- [TEXT]:
I do not see that recent events offer any new information for anyone other than free market ideologues.
The Silicon Valley Bank (SVB) failure just tells us that banks will blow themselves up in very stupid ways if there are no functioning adults around to stop them. Larger banks have some element of self-preservation as a result of being divided into fiefdoms, but SVB was too concentrated strategically to have useful internal checks and balances. Any sane regulatory framework that takes into account what we know in the early 2020s could have prevented that implosion. Unless the Federal Reserve can convincingly argue that its hands were tied by the letter of the law, this was a regulatory failure. The only lessons we can draw from this are (a) have a sane regulatory framework and (b) regulators have to be willing to enforce regulations. “Regulatory capture” was a big problem going into 2008, and unless it is dealt with, reforming regulations only gets you so far.
The demise of other crypto-adjacent banks seems to be a belated recognition that regulatory forbearance towards crypto was a mistake. The crypto industry was an experiment to see what happens if we let people sell what are obviously securities without making them subject to securities laws. Anyone other than a free market ideologue could predict exactly what would happen: scam artists would prey on dupes.
The Credit Suisse takedown tells us how hard it is to deal with systemically important banks. It was a weak bank, it was forced into a shotgun marriage. Although what happened to the AT1 capital holders appears unfair, they were getting a fat coupon for a reason.
The handling of subordinated bank capital is an interesting but awkward topic. On one hand, passing an emergency law to change priority in a restructuring is awkward. On the other, banks need to raise equity to shore up their capital base, so blowing out the subordinated contingent capital before equity can be viewed as the lesser evil. Maybe after a few decades, we will have sensible conventions to follow, and contingent capital notes will have a well-defined place in the capital hierarchy.
The MMT View? I’m Not the Person to Ask
There are MMT discussions of reforms to the banking system — a lot of which are specific to the United States. From a generic perspective that is applicable to Canada, I would offer a high level summary that there is a desire for stronger regulation and re-risking, in exchange for universal deposit insurance. The mantra is that there should be more regulation on the asset side (i.e., limiting bank activities). From a Canadian perspective, I would describe this as a reversion back to the pillar system, where different financial market activities were walled off from one another.
I do not spend too much time worrying about such recommendations based on my political realism. The political problem we face in the Western democracies is getting regulators to enforce laws at all; free market ideologues want to burn the whole edifice down.

- [THINGS TO DO]:
• 1. In the bank failures text, what do the MMT discussions offer in exchange for stronger regulation and re-risking?
• 2. Retype the part of the bank failures text between "The Credit Suisse" and "the capital hierarchy.", inclusive.

- [EXTRACTED DATA]:
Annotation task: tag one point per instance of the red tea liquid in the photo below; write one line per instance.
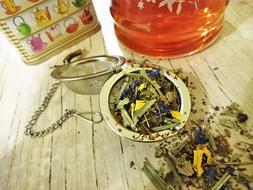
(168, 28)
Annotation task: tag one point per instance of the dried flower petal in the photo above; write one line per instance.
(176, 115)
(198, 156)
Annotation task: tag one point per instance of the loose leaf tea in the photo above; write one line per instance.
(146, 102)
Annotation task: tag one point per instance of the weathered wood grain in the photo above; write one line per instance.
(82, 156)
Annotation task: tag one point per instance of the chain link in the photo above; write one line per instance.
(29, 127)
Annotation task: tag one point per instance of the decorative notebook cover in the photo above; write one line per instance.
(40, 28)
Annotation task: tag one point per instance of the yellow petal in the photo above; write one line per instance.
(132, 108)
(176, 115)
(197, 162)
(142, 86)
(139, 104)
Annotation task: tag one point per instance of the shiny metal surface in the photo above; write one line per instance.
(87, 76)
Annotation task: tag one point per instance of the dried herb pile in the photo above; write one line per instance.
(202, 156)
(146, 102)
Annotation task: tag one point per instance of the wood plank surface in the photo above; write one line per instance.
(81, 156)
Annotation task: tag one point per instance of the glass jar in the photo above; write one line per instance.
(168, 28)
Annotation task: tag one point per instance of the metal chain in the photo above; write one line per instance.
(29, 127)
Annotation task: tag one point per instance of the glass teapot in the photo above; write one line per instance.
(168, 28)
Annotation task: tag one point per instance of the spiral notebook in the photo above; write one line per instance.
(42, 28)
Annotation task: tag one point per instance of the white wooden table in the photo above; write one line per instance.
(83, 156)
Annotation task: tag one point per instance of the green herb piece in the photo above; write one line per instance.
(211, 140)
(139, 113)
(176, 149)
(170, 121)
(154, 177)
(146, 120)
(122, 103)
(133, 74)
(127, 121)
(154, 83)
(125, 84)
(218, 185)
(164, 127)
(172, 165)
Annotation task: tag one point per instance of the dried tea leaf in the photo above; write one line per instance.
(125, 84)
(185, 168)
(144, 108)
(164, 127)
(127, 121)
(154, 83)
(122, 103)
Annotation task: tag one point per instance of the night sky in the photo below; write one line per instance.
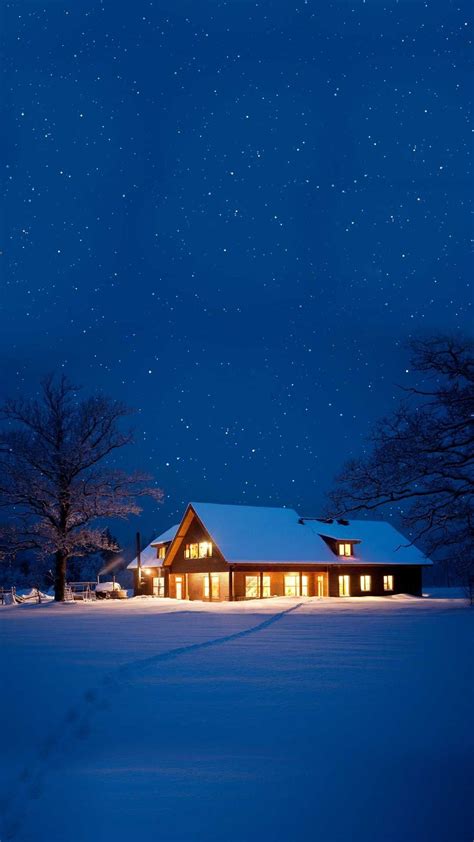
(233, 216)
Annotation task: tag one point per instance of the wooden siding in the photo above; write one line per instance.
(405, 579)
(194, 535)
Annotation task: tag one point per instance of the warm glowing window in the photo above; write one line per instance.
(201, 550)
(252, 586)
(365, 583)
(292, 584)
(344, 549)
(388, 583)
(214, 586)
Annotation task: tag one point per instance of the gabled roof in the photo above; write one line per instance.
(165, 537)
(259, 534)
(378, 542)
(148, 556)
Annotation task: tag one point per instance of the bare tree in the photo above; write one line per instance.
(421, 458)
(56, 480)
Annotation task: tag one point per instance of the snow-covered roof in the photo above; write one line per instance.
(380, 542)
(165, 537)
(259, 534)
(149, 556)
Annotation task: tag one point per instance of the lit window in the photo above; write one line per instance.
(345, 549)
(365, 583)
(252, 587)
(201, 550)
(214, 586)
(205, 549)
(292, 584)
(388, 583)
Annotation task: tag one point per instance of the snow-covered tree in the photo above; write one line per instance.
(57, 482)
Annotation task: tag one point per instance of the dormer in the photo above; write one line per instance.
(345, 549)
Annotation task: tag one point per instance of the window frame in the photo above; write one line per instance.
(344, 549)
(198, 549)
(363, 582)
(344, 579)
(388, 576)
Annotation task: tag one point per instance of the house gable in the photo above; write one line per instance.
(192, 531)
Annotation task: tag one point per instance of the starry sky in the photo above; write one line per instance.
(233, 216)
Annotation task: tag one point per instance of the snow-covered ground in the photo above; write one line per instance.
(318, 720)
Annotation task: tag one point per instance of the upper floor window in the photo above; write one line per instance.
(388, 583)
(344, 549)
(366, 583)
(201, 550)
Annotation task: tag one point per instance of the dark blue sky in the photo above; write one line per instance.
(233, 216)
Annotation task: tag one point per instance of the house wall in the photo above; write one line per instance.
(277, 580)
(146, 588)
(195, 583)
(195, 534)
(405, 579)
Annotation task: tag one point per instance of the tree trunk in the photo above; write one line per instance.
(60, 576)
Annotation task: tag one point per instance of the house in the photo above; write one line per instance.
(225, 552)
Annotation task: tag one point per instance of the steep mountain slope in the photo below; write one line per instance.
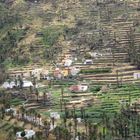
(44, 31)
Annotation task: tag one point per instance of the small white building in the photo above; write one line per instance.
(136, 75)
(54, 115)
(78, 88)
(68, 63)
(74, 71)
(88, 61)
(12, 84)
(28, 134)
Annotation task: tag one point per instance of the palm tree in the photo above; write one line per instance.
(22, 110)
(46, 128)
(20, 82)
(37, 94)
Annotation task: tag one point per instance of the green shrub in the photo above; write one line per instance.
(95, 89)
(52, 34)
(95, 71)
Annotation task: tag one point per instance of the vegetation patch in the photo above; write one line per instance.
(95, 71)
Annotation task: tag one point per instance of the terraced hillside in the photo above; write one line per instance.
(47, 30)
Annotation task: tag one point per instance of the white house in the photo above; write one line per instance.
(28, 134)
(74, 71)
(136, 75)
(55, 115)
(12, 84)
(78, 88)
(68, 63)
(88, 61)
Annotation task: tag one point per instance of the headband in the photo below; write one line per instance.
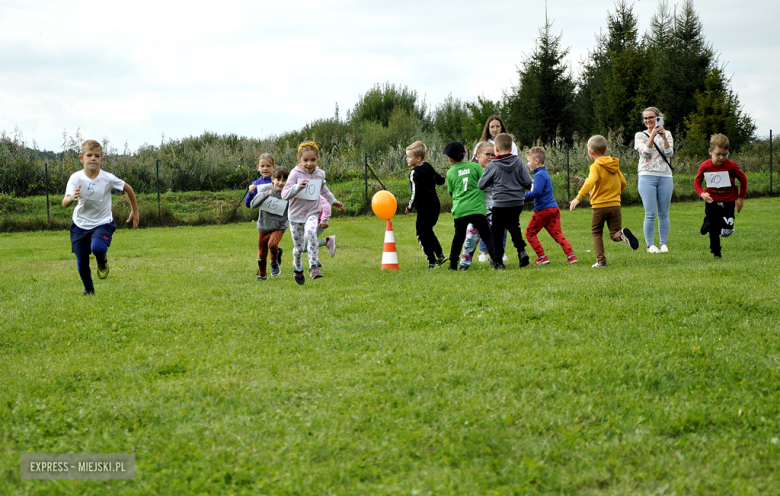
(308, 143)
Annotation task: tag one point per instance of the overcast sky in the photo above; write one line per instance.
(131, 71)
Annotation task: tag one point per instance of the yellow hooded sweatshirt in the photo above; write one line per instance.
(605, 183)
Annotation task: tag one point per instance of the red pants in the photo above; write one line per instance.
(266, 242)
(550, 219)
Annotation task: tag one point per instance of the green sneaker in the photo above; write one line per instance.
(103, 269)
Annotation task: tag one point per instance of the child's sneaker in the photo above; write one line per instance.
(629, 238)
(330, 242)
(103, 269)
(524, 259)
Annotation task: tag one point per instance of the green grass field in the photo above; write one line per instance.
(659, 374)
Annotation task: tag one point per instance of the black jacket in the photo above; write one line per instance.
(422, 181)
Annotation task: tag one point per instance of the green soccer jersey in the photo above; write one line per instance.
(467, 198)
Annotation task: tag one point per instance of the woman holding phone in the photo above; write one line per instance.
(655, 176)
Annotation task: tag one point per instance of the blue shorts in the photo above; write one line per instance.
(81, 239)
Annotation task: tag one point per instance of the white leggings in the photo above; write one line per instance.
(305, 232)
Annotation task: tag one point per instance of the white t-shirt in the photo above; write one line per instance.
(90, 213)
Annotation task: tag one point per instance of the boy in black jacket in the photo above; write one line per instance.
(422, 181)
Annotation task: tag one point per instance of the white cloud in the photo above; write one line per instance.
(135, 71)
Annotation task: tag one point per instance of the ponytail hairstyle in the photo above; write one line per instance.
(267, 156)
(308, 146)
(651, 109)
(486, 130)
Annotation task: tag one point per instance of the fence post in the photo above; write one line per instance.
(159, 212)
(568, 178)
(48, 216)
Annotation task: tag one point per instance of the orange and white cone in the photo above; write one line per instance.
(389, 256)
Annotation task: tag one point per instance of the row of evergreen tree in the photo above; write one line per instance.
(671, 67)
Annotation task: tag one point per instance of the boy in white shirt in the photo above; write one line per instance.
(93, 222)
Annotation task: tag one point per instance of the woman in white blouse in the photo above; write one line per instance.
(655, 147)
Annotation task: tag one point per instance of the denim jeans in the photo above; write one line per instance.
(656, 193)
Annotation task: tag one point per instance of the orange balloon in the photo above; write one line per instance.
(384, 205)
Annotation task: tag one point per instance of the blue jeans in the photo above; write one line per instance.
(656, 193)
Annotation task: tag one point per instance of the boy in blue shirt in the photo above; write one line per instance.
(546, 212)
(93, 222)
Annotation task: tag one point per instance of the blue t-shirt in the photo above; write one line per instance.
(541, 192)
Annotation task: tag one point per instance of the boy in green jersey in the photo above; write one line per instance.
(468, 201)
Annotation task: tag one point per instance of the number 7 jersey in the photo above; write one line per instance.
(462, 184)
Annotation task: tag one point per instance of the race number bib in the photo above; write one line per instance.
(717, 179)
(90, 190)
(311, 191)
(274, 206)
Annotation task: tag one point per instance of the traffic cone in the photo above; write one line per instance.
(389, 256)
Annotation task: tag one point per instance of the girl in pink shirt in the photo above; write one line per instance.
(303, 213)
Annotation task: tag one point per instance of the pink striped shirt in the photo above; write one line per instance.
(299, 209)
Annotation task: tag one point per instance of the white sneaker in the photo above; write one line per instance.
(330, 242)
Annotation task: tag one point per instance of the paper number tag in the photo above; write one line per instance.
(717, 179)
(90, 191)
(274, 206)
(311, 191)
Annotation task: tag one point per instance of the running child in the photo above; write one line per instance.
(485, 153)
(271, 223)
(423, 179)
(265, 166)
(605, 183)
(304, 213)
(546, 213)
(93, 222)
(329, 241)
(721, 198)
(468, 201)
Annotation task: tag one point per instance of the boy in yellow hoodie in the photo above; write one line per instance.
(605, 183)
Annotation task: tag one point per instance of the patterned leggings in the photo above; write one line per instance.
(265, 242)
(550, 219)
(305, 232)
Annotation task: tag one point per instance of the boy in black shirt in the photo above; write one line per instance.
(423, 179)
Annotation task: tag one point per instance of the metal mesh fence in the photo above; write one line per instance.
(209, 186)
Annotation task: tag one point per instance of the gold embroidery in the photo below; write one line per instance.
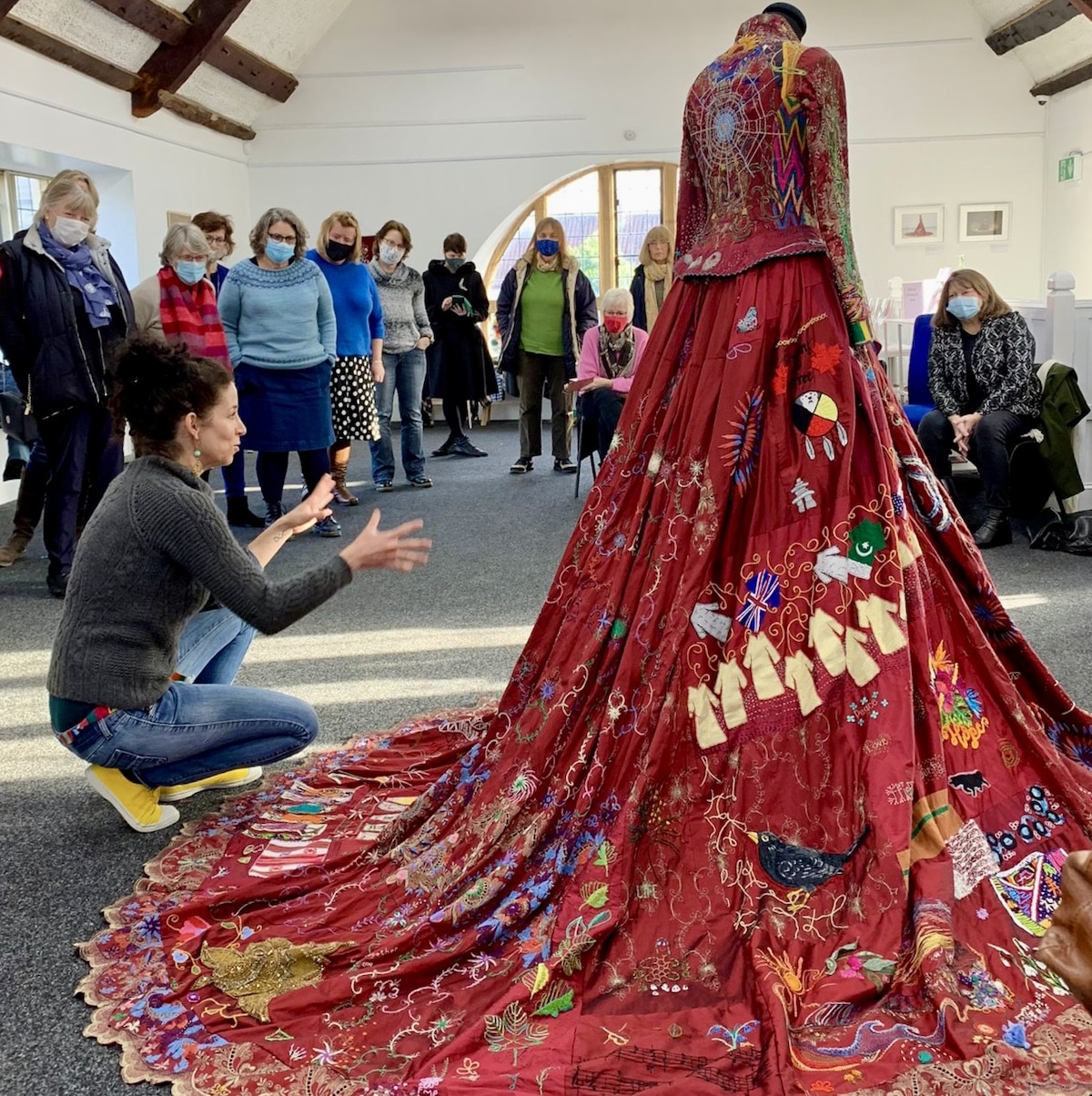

- [EXERCISE RESPONSES]:
• 1. Universal deposit insurance.

• 2.
The Credit Suisse takedown tells us how hard it is to deal with systemically important banks. It was a weak bank, it was forced into a shotgun marriage. Although what happened to the AT1 capital holders appears unfair, they were getting a fat coupon for a reason.
The handling of subordinated bank capital is an interesting but awkward topic. On one hand, passing an emergency law to change priority in a restructuring is awkward. On the other, banks need to raise equity to shore up their capital base, so blowing out the subordinated contingent capital before equity can be viewed as the lesser evil. Maybe after a few decades, we will have sensible conventions to follow, and contingent capital notes will have a well-defined place in the capital hierarchy.